----- Text

Collective Operations#

Important

Intel® SHMEM does not yet support teams-based collectives. All collectives must operate on the world team.

Important

All collective operations must complete before another kernel calls collective operations.

Important

A collective call must be either all host-initiated or device-initiated. For example, a program that initiate a collective operation from the host on some PEs but from the device on other PEs has undefined behavior.

ISHMEM_BARRIER_ALL#

Registers the arrival of a PE at a barrier and blocks the PE until all other PEs arrive at the barrier and all local updates and remote memory updates are completed.

void ishmem_barrier_all()#

Callable from the host and device.

Description: The ishmem_barrier_all routine is a mechanism for synchronizing all PEs in the world team at once. This routine blocks the calling PE until all PEs have called ishmem_barrier_all.

Prior to synchronizing with other PEs, ishmem_barrier_all ensures completion of all previously issued memory stores, and of all local and remote memory updates issued via ishmem AMO and RMA routine calls such as ishmem_int_add, ishmem_put_nbi, and ishmem_get_nbi.

ISHMEMX_BARRIER_ALL_WORK_GROUP#

Registers the arrival of a PE at a barrier and blocks the PE until all other PEs arrive at the barrier and all local updates and remote memory updates are completed.

template<typename Group>
void ishmemx_barrier_all_work_group(const Group &group)#
Parameters:

group – The SYCL group or sub_group on which to collectively perform the barrier operation.

Callable from the device.

Description: The ishmemx_barrier_all_work_group routine is a mechanism for synchronizing all PEs. Unlike ishmem_barrier_all, ishmemx_barrier_all_work_group allows for the device threads within group to cooperate towards the barrier operation. This may be more performant; for example, when ishmem_barrier_all requires all device threads in the kernel to invoke RMA operations. This routine blocks the calling PE until all PEs have called ishmemx_barrier_all_work_group. All threads in group must call the routine with identical arguments.

ISHMEM_SYNC_ALL#

Registers the arrival of a PE at a synchronization point and suspends execution until all other PEs arrive at the synchronization point.

void ishmem_sync_all()#

Callable from the host and the device.

Description: This routine blocks the calling PE until all PEs have called ishmem_sync_all.

----------
----- Data supplied

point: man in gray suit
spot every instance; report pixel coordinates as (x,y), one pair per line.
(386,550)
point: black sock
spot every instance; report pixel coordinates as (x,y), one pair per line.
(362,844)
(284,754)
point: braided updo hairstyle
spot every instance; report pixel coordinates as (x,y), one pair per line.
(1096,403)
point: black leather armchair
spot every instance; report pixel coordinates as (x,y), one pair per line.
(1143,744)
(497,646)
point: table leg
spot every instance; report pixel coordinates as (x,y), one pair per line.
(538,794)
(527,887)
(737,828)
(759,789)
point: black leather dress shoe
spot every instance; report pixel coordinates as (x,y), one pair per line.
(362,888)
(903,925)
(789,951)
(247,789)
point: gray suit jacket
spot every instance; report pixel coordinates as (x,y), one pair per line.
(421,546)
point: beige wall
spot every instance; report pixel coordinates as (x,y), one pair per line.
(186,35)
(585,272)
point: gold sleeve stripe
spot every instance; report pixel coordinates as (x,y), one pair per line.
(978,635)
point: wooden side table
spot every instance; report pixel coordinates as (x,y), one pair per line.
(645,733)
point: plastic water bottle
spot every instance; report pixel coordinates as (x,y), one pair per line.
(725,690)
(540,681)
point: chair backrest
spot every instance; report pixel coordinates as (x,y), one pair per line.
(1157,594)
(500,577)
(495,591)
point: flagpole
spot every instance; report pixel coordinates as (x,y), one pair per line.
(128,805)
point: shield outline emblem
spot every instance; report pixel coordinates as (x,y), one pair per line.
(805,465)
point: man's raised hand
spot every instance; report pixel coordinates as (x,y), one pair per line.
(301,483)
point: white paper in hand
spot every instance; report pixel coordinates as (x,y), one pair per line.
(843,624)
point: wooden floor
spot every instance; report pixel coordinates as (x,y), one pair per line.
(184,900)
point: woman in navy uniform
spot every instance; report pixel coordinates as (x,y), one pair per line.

----------

* Exercise instructions
a) Output the passage of the Intel SHMEM collective operations text starting at "template<typename Group>" and ending at "with identical arguments.", copied word for word.
b) Finish out the next part of the Intel SHMEM collective operations documentation, picking up after its final sentence.

* The responses
a)
template<typename Group>
void ishmemx_barrier_all_work_group(const Group &group)#
Parameters:

group – The SYCL group or sub_group on which to collectively perform the barrier operation.

Callable from the device.

Description: The ishmemx_barrier_all_work_group routine is a mechanism for synchronizing all PEs. Unlike ishmem_barrier_all, ishmemx_barrier_all_work_group allows for the device threads within group to cooperate towards the barrier operation. This may be more performant; for example, when ishmem_barrier_all requires all device threads in the kernel to invoke RMA operations. This routine blocks the calling PE until all PEs have called ishmemx_barrier_all_work_group. All threads in group must call the routine with identical arguments.

b)
In contrast with the ishmem_barrier_all routines, ishmem_sync_all only ensures completion and visibility of previously issued memory stores and does not ensure completion of remote memory updates issued via ishmem routines.

ISHMEMX_SYNC_ALL_WORK_GROUP#

Registers the arrival of a PE at a synchronization point and suspends execution until all other PEs arrive at the synchronization point.

template<typename Group>
void ishmemx_sync_all_work_group(const Group &group)#
Parameters:

group – The SYCL group or sub_group on which to collectively perform the barrier operation.

Callable from the device.

Description: This routine blocks the calling PE until all PEs have called ishmemx_sync_all_work_group.

In contrast with the ishmem_sync_all routine, ishmemx_sync_all_work_group allows for the device threads within group to cooperate towards the sync operation. This may be more performant; for example, when ishmem_sync_all requires all device threads in the kernel to invoke RMA operations. This routine blocks the calling PE until all PEs have called ishmemx_sync_all_work_group. ishmemx_sync_all_work_group only ensures completion and visibility of previously issued memory stores and does not ensure completion of remote memory updates issued via ishmem routines. All threads in group must call the routine with identical arguments.

ISHMEM_ALLTOALL#

Exchanges a fixed amount of contiguous data blocks between all pairs of PEs participating in the collective routine.

int ishmem_TYPENAME_alltoall(TYPE *dest, const TYPE *source, size_t nelems)#
int ishmem_alltoallmem(void *dest, const void *source, size_t nelems)#
Parameters:
  • dest – Symmetric address of a data object large enough to receive the combined total of nelems elements from each PE. The type of dest should match the TYPE and TYPENAME according to the table of Standard RMA types.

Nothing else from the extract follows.